**AIM OF THE EXERCISE:**
Write out the complete material exactly as it stands.

### STORED RECORDS ###

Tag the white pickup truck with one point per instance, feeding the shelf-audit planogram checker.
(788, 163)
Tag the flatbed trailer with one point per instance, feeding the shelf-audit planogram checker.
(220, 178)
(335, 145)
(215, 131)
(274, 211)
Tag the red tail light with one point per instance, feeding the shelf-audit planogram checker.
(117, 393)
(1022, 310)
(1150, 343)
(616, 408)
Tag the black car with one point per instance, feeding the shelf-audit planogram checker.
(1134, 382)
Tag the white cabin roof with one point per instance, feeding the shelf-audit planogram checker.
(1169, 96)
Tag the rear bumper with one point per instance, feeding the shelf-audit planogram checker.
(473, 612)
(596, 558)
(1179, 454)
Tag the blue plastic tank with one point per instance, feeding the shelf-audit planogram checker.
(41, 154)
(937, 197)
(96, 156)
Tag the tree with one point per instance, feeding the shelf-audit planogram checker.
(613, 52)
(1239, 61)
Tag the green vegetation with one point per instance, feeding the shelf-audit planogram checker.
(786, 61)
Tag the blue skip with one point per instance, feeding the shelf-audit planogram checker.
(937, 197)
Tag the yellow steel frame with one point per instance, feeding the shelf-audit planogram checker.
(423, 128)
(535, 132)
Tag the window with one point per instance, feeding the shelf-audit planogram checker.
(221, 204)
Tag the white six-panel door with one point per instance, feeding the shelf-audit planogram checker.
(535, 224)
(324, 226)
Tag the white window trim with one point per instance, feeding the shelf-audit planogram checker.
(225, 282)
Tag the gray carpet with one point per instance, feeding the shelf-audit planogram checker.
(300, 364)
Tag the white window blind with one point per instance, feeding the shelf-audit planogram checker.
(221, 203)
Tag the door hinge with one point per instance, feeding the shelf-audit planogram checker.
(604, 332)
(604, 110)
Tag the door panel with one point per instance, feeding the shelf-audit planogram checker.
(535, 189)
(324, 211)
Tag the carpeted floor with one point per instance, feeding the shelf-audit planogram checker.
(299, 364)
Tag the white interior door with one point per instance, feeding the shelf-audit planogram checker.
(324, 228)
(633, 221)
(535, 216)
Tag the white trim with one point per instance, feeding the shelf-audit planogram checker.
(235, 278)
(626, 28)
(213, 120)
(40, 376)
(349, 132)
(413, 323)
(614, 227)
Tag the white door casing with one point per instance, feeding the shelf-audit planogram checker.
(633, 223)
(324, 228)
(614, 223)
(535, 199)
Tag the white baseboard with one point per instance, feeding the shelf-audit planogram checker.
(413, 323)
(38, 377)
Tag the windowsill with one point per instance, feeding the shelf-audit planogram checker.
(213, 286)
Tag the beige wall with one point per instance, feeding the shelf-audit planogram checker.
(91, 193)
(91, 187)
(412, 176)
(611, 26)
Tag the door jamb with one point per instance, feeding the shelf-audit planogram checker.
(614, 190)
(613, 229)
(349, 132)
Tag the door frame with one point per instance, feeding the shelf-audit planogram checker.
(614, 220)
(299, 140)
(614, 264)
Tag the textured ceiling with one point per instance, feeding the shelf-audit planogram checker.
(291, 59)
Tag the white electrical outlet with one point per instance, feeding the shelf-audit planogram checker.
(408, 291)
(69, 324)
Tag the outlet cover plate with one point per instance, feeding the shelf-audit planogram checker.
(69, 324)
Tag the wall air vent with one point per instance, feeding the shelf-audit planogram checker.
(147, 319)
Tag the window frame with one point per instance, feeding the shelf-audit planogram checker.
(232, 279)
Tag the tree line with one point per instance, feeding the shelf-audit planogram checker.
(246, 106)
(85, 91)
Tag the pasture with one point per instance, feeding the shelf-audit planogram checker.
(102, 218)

###

**FINISHED TASK:**
Tag the white pickup truck with one point per instance, feeding the shelf-audit planogram checker.
(788, 163)
Tag the flatbed trailer with one point per instance, feeding the shelf-audit planogram checker.
(220, 178)
(335, 145)
(215, 131)
(274, 211)
Tag the red tail light with one point per instance, feeding the shelf-audit planogram checker.
(117, 393)
(1022, 310)
(1150, 343)
(616, 408)
Tag the black car with one point per instance, feeding the shelf-audit planogram checker.
(1134, 382)
Tag the white cabin roof with one point per instance, feeding the shelf-audit planogram checker.
(1169, 96)
Tag the rear bumper with one point per instance, feeding the shelf-audit planogram checker.
(473, 612)
(596, 558)
(1179, 454)
Tag the blue plastic tank with one point per instance, feeding the shelf-audit planogram checker.
(41, 154)
(937, 197)
(96, 156)
Tag the tree with one point per instance, feeding the shelf-audit planogram checker.
(613, 52)
(1239, 61)
Tag the green vegetation with one point per instance, feeding the shelf-audit planogram checker.
(786, 61)
Tag the blue skip with one point per instance, feeding the shelf-audit planogram checker.
(937, 197)
Tag the yellow steel frame with one point per instance, feeding the shelf-audit planogram checker.
(423, 128)
(535, 132)
Tag the window with one point per instance, feeding the shelf-audit planogram checker.
(221, 204)
Tag the white six-panel door with one point per instance, feeding the shelf-audit planogram checker.
(535, 224)
(324, 226)
Tag the white window trim with one point per instance, feeding the shelf-audit planogram checker.
(225, 282)
Tag the gray carpet with one point per instance, feeding the shelf-audit planogram checker.
(300, 364)
Tag the white window blind with one point per instance, feeding the shelf-audit planogram checker.
(221, 203)
Tag the door hinge with one point per instance, feeding the shelf-audit planogram checker.
(604, 332)
(604, 110)
Tag the door panel with one point per instance, feeding the shelf-audit planogram checker.
(535, 189)
(324, 211)
Tag the carpeted floor with one point per instance, feeding the shelf-audit planogram checker.
(299, 364)
Tag the white interior door with one point per instance, feeding the shelf-audit planogram checker.
(324, 228)
(633, 221)
(535, 216)
Tag the white trim with one point per instance, feeding the shelf-audit planogram checker.
(235, 278)
(626, 28)
(213, 120)
(40, 376)
(349, 132)
(413, 323)
(614, 227)
Tag the white door casing with one point per instance, feeding the shelf-audit planogram checker.
(633, 223)
(324, 228)
(614, 223)
(535, 199)
Tag the white baseboard with one point per instance, feeding the shelf-audit planogram checker.
(413, 323)
(38, 377)
Tag the windowsill with one point per instance, feeding the shelf-audit planogram checker.
(213, 286)
Tag the beige wall with one point per instance, feeding the shelf-audit planogram checker.
(91, 193)
(91, 187)
(412, 176)
(611, 26)
Tag the door jamb with one point per instance, feeding the shelf-audit planogram checker.
(614, 190)
(613, 229)
(349, 132)
Tag the door frame with one point per instance, feeding the shelf-audit planogram checker.
(614, 220)
(299, 140)
(614, 264)
Tag the textured ceiling with one point per instance, feeding the shelf-audit planogram checker.
(291, 59)
Tag the white electrical outlet with one point per instance, feeding the shelf-audit planogram checker.
(408, 291)
(69, 324)
Tag the outlet cover plate with one point per instance, feeding the shelf-audit planogram checker.
(69, 324)
Tag the wall air vent with one point per instance, feeding the shelf-audit planogram checker.
(147, 319)
Tag the window frame with one point per instance, feeding the shelf-audit planogram checker.
(232, 279)
Tag the tree line with one point per instance, feeding the shelf-audit planogram checker.
(246, 106)
(85, 91)
Tag the pasture with one point per instance, feeding the shelf-audit planogram checker.
(102, 218)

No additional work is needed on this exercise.